START Information given

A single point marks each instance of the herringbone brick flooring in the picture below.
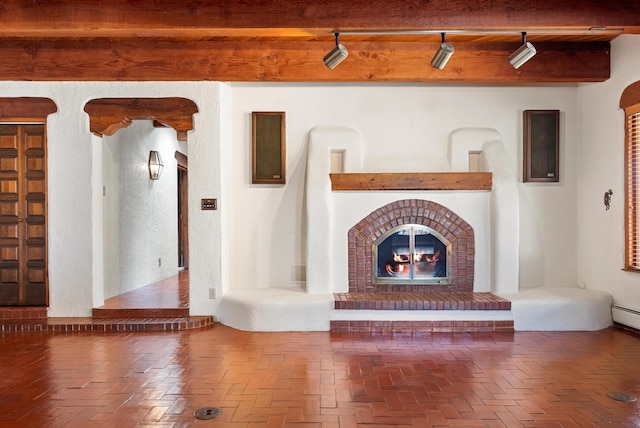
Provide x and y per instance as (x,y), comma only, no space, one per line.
(328,380)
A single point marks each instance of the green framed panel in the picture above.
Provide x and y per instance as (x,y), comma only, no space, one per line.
(269,148)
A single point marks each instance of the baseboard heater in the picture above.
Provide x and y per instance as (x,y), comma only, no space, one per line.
(626,316)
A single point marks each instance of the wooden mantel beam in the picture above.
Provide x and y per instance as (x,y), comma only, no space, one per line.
(295,61)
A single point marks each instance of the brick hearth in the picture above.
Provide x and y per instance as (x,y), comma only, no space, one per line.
(441,303)
(407,301)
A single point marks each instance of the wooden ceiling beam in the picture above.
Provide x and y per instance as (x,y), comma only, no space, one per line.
(259,18)
(295,62)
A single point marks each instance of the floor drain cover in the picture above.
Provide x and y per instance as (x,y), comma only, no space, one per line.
(207,413)
(622,396)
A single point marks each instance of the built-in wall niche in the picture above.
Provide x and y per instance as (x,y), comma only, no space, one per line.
(337,161)
(475,161)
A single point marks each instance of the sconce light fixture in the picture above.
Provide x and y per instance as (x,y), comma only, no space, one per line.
(155,165)
(523,54)
(442,56)
(336,55)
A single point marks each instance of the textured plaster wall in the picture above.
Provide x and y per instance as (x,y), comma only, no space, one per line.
(601,160)
(403,127)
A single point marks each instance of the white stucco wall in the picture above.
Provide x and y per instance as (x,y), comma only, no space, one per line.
(256,239)
(601,167)
(403,127)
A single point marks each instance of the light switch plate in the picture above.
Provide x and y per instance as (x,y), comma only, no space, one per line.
(209,204)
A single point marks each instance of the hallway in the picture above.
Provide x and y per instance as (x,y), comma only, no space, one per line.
(160,306)
(327,380)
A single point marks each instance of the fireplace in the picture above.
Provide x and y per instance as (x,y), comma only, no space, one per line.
(414,254)
(411,245)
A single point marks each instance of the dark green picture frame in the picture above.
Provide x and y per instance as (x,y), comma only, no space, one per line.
(541,148)
(268,148)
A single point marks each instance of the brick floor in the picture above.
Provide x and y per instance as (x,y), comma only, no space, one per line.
(324,380)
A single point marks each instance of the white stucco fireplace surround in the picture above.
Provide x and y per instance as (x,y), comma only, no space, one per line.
(492,215)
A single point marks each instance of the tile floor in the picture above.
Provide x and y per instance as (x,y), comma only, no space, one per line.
(158,379)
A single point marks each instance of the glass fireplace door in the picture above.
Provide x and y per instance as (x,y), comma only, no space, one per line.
(411,253)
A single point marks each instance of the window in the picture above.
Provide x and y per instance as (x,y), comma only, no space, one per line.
(630,102)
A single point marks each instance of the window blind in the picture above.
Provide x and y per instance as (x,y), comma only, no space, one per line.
(633,191)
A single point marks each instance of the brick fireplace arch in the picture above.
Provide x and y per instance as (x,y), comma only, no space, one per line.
(365,233)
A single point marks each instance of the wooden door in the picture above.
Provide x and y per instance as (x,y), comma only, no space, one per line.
(23,214)
(183,218)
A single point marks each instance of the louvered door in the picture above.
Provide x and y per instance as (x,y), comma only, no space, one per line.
(23,227)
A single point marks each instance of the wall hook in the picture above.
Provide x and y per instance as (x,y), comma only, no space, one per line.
(607,199)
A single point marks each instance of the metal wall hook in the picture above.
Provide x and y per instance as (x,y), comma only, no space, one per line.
(607,199)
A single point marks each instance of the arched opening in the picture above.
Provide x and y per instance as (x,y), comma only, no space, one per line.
(142,226)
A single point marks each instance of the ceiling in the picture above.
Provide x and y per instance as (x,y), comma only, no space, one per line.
(266,40)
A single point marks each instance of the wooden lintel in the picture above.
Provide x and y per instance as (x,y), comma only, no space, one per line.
(412,181)
(26,108)
(296,62)
(108,115)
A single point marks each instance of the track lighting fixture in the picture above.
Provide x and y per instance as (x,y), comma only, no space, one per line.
(523,54)
(442,56)
(336,55)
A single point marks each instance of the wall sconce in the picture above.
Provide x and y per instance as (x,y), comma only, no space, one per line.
(155,165)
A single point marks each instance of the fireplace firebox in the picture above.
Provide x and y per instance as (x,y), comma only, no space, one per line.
(440,256)
(411,254)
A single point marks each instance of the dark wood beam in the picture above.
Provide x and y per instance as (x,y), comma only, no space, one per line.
(302,18)
(295,61)
(108,115)
(26,108)
(412,181)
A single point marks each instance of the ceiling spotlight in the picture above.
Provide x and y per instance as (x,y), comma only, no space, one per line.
(442,56)
(523,54)
(336,55)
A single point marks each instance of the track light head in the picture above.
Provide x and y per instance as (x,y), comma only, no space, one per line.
(336,55)
(441,57)
(523,54)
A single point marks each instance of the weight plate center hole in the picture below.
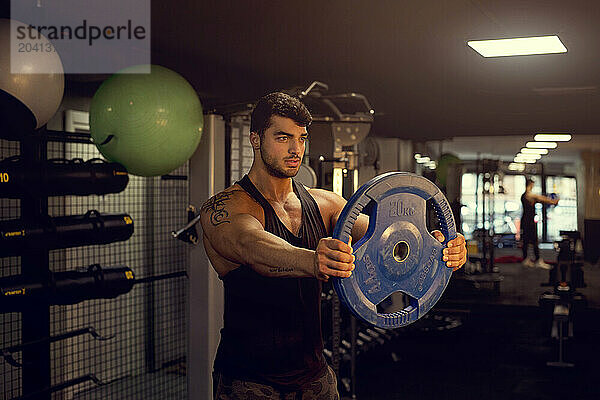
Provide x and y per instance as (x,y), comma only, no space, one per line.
(401,251)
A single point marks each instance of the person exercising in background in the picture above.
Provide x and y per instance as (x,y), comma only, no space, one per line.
(267,238)
(528,227)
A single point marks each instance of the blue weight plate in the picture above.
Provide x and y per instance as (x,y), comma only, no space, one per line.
(396,205)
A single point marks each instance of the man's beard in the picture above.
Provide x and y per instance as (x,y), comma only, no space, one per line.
(274,171)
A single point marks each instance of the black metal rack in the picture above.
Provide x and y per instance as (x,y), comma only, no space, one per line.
(149,323)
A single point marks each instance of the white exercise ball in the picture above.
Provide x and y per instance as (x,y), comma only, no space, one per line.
(33,88)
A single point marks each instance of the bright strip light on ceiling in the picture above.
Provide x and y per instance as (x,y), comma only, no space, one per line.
(521,158)
(552,137)
(525,160)
(516,166)
(528,156)
(526,150)
(518,46)
(541,145)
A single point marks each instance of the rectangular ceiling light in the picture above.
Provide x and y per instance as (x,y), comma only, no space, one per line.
(541,145)
(524,160)
(518,46)
(526,150)
(516,166)
(526,156)
(552,137)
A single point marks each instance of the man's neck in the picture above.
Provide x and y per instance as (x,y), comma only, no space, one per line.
(272,188)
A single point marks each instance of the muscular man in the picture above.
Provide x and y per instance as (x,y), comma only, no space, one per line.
(267,238)
(528,228)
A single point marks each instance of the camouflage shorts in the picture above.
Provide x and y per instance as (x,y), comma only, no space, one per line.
(323,388)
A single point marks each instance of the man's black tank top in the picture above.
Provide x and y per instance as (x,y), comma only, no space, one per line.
(272,326)
(527,220)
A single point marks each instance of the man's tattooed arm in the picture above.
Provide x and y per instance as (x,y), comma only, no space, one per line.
(216,206)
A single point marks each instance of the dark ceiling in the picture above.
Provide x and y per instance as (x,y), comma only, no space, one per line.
(409,58)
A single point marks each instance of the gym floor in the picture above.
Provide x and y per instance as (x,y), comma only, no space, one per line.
(499,352)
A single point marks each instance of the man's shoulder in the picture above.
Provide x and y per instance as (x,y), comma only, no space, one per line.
(233,198)
(326,199)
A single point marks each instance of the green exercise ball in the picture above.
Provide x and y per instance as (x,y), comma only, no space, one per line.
(151,123)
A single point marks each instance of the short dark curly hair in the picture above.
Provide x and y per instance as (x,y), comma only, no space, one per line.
(278,103)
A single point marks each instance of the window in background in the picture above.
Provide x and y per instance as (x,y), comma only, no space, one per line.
(563,217)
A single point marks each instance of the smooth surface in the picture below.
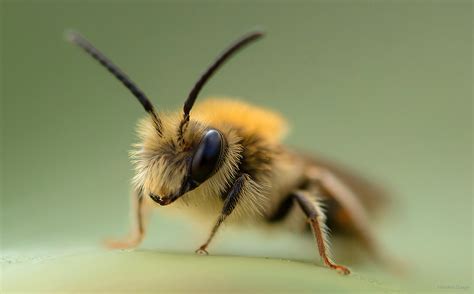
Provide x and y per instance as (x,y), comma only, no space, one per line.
(385,88)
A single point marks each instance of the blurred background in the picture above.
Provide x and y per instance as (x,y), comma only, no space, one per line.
(382,87)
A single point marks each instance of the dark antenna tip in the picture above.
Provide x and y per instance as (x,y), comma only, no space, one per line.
(222,58)
(83,43)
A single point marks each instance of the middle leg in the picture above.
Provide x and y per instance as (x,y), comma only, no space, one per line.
(316,219)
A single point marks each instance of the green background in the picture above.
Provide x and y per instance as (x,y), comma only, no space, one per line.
(383,87)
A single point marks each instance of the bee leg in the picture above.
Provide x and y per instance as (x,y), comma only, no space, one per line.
(139,213)
(351,204)
(230,202)
(316,219)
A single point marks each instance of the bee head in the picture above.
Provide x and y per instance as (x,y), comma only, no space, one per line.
(177,154)
(167,167)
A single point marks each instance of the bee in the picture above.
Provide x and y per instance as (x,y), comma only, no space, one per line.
(224,159)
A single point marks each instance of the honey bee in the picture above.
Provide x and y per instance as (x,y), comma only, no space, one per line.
(224,159)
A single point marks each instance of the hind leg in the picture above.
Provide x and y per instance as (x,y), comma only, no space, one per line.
(352,207)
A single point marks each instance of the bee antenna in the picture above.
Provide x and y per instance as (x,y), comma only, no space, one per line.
(80,41)
(188,104)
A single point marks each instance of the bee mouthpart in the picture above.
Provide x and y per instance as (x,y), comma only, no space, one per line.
(162,200)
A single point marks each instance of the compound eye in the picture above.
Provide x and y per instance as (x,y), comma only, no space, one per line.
(207,156)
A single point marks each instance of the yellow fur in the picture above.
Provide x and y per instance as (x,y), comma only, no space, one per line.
(250,119)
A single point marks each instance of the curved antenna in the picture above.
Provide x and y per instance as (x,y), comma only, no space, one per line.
(239,44)
(80,41)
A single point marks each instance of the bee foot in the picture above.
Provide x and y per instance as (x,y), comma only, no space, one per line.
(341,269)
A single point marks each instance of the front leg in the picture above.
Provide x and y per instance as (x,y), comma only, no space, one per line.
(231,200)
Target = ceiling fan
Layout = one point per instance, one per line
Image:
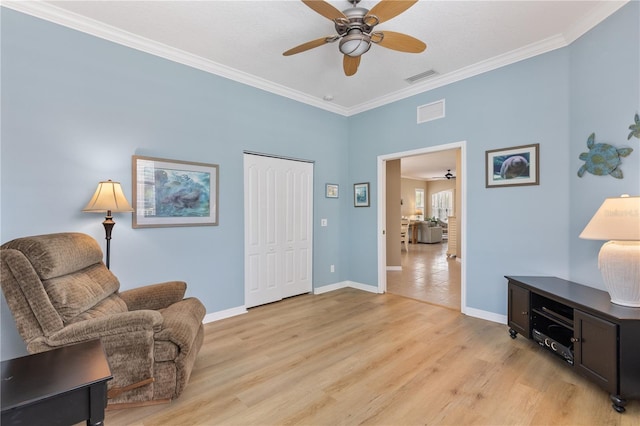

END Information given

### [Your assignment]
All that belongs in your answer is the stretch of entries above from the line with "A single point marks each instance of the louvered" through the line with "A single point marks each instance of the wooden lintel", printed exactly.

### [Exercise solution]
A single point marks each instance of the louvered door in the picture above.
Provide x and y per instance as (x,y), comma only, no space, one per line.
(23,227)
A single point marks each instance of the wall hook in the picture above.
Provide x and y per instance as (x,y), comma only, no space, one per line.
(607,199)
A single point marks each instance of the metal wall hook in the picture above.
Provide x and y per instance as (x,y), comma only, no space, one per line.
(607,199)
A single point marks each instance of the arched opening in the picture above.
Provide x and y per instance as (x,y), comma only, no space, one per line.
(142,226)
A single point marks each instance of the ceiling in the picture above.
Provide x and y per instance as (x,y), comma only, no space, one per line.
(266,40)
A single point marks each instance of the wooden lintel in the picture above.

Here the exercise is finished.